Copy verbatim every line from the one containing "Spot the boot pull" through the end of the items, both ends included, and omit the pictures from your output.

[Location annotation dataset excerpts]

:::::

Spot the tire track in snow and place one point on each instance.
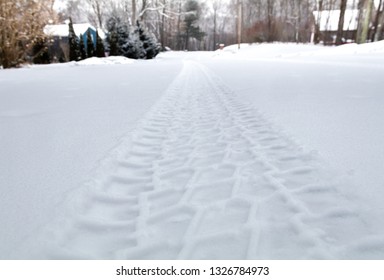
(205, 176)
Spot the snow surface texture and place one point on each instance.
(205, 176)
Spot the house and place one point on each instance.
(327, 23)
(59, 48)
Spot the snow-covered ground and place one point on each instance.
(273, 151)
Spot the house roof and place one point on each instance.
(329, 20)
(61, 30)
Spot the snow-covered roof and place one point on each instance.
(329, 20)
(62, 29)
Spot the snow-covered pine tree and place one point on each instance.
(74, 44)
(90, 44)
(112, 37)
(100, 50)
(83, 53)
(149, 42)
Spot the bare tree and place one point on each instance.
(96, 14)
(340, 28)
(21, 26)
(377, 22)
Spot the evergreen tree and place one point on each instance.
(100, 50)
(149, 43)
(74, 44)
(112, 37)
(191, 18)
(83, 53)
(90, 44)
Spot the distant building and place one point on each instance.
(59, 48)
(327, 22)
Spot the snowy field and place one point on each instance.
(271, 152)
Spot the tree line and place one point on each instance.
(180, 24)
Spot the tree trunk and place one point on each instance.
(340, 28)
(377, 21)
(133, 19)
(365, 21)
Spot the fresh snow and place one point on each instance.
(273, 151)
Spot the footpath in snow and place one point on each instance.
(205, 176)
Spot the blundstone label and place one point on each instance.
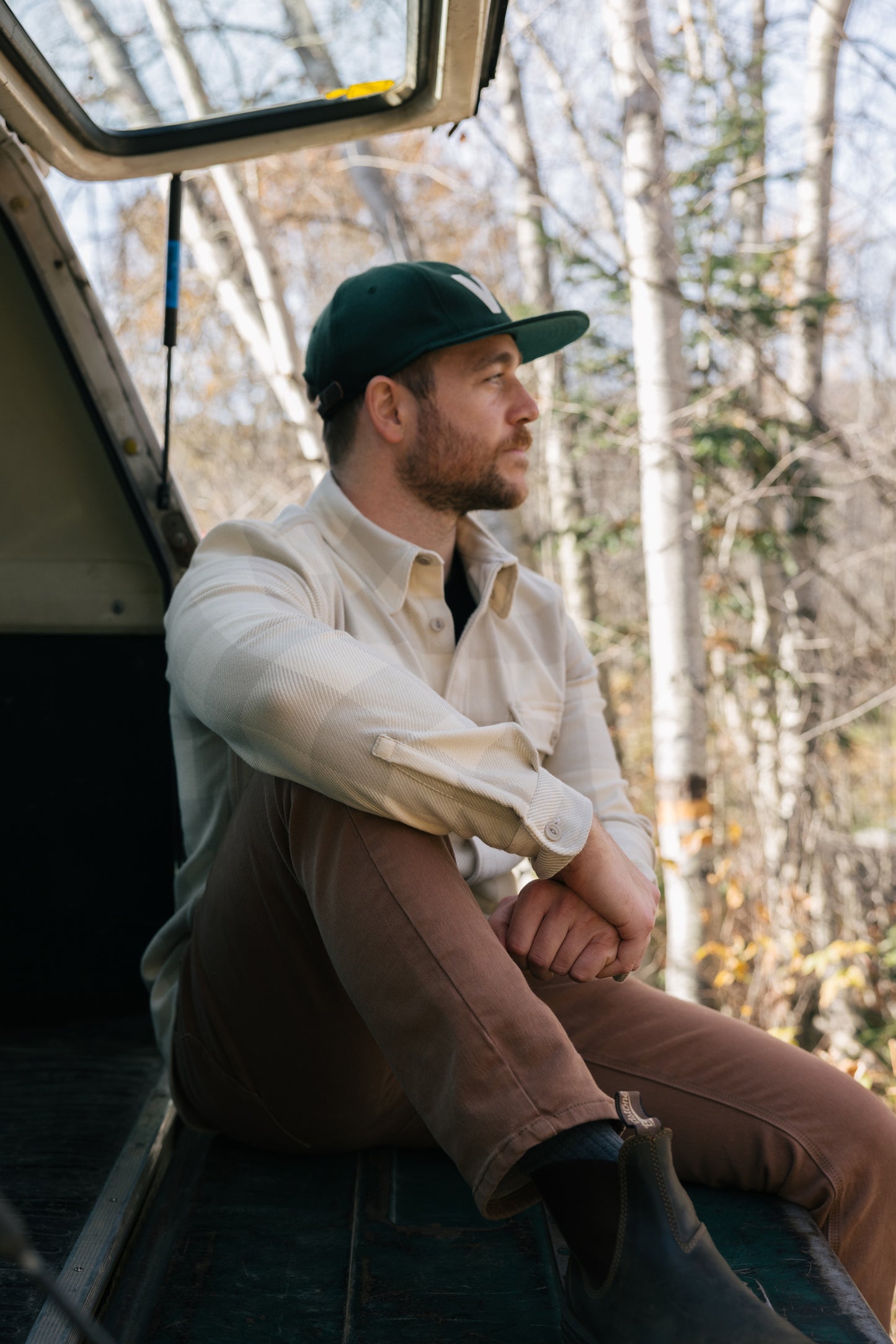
(633, 1115)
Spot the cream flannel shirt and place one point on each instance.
(320, 648)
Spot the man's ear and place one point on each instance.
(390, 407)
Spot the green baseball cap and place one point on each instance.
(389, 316)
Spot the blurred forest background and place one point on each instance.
(714, 479)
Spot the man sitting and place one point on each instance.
(376, 707)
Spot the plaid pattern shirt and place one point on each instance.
(320, 648)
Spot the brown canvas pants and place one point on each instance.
(343, 989)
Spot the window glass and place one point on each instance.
(136, 63)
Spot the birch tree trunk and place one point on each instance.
(827, 19)
(765, 573)
(566, 509)
(797, 701)
(671, 546)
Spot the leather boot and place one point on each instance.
(667, 1284)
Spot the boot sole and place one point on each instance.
(572, 1331)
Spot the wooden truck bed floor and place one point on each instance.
(378, 1248)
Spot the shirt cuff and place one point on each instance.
(558, 822)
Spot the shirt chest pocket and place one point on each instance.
(540, 721)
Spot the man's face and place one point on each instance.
(471, 445)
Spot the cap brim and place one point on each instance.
(548, 332)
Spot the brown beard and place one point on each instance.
(445, 468)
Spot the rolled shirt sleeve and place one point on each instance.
(586, 761)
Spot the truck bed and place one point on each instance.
(218, 1242)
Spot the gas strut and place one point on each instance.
(170, 334)
(15, 1246)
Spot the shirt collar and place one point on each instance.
(384, 562)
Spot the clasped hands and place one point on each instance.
(592, 921)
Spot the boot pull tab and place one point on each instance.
(633, 1115)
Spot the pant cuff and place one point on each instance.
(502, 1188)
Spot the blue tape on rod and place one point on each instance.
(172, 273)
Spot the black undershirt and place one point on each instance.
(457, 594)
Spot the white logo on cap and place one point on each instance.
(477, 288)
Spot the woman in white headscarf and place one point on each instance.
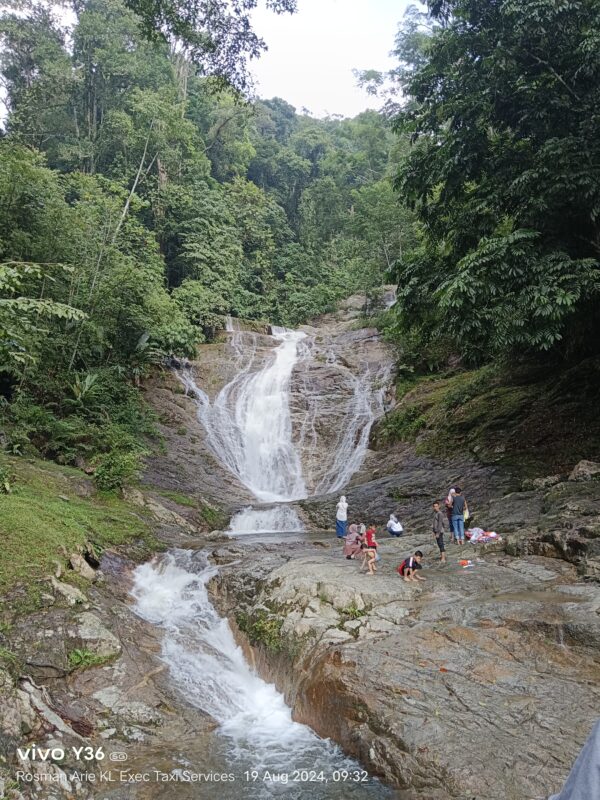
(449, 502)
(341, 517)
(394, 526)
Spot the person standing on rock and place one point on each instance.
(352, 542)
(459, 507)
(369, 547)
(341, 517)
(438, 527)
(394, 526)
(408, 568)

:::::

Exercise result:
Spot the boot pull tab and place one point on each instance.
(633, 1115)
Spot the pant cuff and place one point on each instance.
(502, 1188)
Spot the blue tape on rod and place one point on each instance.
(172, 273)
Spot the black undershirt and place one point on each instance.
(457, 594)
Spot the white logo on cap and place one point on each instance.
(477, 288)
Spot the woman in white headscarf and place one point on each instance.
(449, 502)
(341, 517)
(394, 526)
Spot the person standing on rock and place one point on each instance.
(352, 542)
(459, 507)
(369, 547)
(341, 517)
(438, 527)
(394, 526)
(408, 568)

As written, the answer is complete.